■ **Work required**
Would you reproduce, word for word, only the lines from the one with "nose. Keep to one point per instance." to the end of the listing below?
######
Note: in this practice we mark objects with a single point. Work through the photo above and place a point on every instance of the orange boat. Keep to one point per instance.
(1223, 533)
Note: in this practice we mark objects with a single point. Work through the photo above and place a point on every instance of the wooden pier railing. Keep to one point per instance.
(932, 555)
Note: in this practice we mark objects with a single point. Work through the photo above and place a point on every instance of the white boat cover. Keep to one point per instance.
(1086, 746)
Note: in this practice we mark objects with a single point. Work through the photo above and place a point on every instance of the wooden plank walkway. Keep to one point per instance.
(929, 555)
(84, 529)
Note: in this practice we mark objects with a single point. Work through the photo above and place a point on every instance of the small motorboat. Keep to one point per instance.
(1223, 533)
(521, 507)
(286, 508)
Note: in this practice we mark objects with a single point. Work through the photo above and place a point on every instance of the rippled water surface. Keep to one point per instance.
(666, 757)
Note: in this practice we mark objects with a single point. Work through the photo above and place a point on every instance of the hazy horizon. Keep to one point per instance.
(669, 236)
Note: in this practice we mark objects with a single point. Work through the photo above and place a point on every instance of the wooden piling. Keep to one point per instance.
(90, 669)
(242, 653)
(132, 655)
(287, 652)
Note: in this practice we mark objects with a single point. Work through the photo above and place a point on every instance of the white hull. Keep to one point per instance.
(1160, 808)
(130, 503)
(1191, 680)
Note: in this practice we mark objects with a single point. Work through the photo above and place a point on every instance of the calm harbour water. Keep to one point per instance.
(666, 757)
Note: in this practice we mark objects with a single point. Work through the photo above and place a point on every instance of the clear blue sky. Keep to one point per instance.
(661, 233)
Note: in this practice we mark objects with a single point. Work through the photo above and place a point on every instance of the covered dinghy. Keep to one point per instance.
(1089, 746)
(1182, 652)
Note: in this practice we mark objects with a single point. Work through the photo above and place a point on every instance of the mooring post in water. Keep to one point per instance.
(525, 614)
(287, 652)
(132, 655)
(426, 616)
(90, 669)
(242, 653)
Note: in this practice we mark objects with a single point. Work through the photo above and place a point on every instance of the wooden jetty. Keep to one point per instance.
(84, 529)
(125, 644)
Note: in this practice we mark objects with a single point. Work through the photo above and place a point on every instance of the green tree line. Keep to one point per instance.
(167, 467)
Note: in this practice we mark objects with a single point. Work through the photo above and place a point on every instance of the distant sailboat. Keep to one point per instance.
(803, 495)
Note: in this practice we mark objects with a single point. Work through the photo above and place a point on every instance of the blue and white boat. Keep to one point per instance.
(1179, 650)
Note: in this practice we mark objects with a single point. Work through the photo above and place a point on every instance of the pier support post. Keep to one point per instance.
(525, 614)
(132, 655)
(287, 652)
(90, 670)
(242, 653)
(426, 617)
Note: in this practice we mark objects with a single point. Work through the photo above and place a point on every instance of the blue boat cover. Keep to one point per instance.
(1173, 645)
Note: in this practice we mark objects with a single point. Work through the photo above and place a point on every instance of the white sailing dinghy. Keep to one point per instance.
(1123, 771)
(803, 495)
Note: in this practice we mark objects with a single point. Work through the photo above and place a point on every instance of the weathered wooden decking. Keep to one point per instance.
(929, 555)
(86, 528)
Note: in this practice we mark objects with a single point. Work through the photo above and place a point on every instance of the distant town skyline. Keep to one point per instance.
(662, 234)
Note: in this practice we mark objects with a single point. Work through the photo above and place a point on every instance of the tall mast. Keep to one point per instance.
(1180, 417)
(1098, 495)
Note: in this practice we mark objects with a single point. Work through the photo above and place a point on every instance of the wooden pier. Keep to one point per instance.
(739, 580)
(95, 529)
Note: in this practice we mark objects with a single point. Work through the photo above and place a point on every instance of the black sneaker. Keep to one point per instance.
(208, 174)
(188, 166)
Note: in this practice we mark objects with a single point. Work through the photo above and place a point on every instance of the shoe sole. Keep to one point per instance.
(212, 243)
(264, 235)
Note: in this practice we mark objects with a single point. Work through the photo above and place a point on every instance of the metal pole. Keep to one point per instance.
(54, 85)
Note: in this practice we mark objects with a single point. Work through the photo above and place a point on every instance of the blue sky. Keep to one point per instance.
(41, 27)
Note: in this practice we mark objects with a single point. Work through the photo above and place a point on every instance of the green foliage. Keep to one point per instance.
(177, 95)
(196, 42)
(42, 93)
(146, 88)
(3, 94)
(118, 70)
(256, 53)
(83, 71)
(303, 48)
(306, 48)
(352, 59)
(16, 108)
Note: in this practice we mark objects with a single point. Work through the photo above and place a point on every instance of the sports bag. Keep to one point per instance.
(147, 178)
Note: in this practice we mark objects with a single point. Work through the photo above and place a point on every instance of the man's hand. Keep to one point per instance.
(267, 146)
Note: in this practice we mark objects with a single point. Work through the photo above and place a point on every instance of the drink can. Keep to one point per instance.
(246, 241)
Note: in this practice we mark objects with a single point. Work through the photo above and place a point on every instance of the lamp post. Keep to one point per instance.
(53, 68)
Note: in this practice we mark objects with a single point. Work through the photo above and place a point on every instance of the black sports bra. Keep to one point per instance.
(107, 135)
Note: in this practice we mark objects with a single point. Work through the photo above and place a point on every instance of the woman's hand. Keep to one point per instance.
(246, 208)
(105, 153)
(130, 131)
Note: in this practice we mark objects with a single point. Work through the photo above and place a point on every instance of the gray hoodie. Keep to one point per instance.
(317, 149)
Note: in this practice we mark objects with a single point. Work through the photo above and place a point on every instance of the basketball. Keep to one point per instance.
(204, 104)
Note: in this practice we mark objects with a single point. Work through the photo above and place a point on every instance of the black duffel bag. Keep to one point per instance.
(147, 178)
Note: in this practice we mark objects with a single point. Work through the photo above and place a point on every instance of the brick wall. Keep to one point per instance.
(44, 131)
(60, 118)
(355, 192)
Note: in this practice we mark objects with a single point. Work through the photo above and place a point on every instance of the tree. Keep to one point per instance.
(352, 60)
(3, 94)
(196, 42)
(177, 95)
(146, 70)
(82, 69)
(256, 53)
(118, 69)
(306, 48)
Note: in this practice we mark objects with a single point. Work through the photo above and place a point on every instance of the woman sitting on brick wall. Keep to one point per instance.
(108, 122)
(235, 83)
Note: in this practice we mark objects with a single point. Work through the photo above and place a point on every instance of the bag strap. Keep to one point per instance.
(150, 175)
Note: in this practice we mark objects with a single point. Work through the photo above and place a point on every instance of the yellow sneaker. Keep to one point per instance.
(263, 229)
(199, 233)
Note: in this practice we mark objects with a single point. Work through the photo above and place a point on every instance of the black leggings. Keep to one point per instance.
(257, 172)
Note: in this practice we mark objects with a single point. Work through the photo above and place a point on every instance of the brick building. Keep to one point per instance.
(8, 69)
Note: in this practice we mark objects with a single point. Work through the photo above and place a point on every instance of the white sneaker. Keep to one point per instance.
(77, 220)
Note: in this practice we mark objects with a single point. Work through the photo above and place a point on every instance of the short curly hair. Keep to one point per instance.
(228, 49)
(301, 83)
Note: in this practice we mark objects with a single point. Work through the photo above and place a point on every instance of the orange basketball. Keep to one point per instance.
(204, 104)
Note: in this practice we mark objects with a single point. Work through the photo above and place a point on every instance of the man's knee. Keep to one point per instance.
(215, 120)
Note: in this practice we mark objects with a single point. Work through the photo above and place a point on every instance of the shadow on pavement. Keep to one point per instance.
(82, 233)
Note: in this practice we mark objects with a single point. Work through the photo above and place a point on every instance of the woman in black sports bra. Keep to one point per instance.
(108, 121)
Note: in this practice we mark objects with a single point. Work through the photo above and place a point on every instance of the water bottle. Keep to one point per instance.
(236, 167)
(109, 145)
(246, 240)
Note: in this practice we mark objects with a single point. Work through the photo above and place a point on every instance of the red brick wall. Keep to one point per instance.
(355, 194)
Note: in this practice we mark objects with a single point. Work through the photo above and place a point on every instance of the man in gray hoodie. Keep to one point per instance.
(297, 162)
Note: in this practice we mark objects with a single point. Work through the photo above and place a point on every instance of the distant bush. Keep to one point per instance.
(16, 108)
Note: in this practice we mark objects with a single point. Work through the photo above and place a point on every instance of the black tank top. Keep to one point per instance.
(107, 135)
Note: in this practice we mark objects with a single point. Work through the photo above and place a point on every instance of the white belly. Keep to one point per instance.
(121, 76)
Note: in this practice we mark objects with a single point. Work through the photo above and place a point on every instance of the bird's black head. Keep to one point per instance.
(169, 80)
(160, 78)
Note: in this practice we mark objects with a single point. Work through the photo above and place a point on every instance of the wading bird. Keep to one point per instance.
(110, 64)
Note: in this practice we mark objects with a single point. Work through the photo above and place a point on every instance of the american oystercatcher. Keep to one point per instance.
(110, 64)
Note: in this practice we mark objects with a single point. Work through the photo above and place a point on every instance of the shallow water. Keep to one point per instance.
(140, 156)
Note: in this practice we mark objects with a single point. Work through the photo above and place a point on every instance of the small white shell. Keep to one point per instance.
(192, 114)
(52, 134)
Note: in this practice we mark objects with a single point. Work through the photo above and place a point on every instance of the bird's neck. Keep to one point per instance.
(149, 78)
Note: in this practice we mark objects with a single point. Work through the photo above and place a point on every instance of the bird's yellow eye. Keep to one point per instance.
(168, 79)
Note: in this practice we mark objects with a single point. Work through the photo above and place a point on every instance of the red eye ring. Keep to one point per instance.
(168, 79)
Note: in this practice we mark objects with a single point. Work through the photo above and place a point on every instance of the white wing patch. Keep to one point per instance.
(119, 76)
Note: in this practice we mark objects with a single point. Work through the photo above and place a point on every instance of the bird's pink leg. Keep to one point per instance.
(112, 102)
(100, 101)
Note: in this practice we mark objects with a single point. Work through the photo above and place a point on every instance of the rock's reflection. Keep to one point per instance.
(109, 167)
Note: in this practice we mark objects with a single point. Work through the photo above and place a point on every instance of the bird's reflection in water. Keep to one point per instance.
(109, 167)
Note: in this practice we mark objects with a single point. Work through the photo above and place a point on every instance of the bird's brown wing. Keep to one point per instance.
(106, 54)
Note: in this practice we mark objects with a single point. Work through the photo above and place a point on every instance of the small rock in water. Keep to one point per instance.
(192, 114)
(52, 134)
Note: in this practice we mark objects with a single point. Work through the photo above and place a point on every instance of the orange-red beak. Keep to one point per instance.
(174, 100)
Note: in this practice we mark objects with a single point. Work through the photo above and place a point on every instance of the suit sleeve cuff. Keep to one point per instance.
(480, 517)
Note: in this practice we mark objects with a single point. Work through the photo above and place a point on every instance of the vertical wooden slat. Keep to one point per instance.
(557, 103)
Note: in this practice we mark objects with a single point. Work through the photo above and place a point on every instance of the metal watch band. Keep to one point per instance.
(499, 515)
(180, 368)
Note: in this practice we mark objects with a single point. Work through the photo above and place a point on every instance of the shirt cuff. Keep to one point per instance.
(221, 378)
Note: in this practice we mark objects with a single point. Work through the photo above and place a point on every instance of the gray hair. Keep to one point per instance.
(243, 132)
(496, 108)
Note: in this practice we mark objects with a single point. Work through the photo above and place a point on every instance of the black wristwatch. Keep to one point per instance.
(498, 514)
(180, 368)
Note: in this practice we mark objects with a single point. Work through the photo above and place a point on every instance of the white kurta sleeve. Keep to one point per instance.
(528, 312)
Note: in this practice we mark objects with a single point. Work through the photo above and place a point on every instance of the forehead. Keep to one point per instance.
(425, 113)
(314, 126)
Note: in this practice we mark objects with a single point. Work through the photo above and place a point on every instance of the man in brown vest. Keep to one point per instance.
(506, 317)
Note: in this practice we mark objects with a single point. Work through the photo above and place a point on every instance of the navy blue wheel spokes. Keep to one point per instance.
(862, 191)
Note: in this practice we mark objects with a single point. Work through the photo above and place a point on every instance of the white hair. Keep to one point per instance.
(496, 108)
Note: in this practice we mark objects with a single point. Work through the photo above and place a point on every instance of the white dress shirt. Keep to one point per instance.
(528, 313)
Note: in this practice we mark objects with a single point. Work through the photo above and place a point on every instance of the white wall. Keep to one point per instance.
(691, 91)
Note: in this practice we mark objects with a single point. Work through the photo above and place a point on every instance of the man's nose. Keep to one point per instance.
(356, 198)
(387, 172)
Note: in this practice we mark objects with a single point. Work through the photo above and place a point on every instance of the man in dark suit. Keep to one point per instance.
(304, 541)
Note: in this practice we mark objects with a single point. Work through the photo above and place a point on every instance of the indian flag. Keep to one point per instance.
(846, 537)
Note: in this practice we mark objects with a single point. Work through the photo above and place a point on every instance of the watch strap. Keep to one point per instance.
######
■ **Expected output**
Note: in this practice we mark objects with a single point. Work through the photo above and place a point on every instance of the man's nose. Keep to one point per instance.
(356, 198)
(387, 172)
Note: in this practice we mark objects with a single point. Work through the photo above and place a point on every instance of the man in dark suit. Keep to one point per instance.
(304, 541)
Note: in this practice we mark objects with a single point. Work through the photo above and place a point on every instance of the indian flag. Keep to one point per instance.
(846, 537)
Note: in this practice we mark objects with a single point. Work through the photo above and place a point on every instance of the watch strap. Keep to one point per instance.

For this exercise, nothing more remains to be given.